- **Selected extract**:

CodeForces - 556C-Case of Matryoshkas(思维)
Andrewid the Android is a galaxy-famous detective. He is now investigating the case of vandalism at the exhibition of contemporary art.
The main exhibit is a construction of n matryoshka dolls that can be nested one into another. The matryoshka dolls are numbered from 1 to n. A matryoshka with a smaller number can be nested in a matryoshka with a higher number, two matryoshkas can not be directly nested in the same doll, but there may be chain nestings, for example, 1 → 2 → 4 → 5.
In one second, you can perform one of the two following operations:
- Having a matryoshka a that isn't nested in any other matryoshka and a matryoshka b, such that b doesn't contain any other matryoshka and is not nested in any other matryoshka, you may put a in b;
- Having a matryoshka a directly contained in matryoshka b, such that b is not nested in any other matryoshka, you may get a out of b.

- **Source data**:
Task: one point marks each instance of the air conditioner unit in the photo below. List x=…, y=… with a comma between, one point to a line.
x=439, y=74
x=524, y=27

- **Given exercise**:
From the matryoshka puzzle text, give all the doll numbers in the sample chain of nestings, in the order shown.

- **Task answer**:
1, 2, 4, 5